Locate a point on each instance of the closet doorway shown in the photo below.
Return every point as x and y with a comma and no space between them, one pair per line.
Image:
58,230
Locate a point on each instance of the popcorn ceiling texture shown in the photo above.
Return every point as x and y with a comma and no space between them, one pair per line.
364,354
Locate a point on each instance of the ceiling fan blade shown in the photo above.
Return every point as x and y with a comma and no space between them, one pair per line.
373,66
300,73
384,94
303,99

* [WORK TASK]
Without changing anything, repeat every record above.

* [COMPLETED TASK]
Locate a point on each instance of the closet doorway shown in the photo below.
Return every point as x and y with a comma and no space between them, one pair per line.
Image:
58,230
Locate a point on each instance of the popcorn ceiling texture shown in the photo above.
Return every point as x and y with a comma and no space between them, one pair per line.
364,354
Locate a point on each instance of the ceiling fan blade shown in the photo above.
Return every point as x and y with a comma and no space between them, one pair per line.
373,66
300,73
384,94
303,99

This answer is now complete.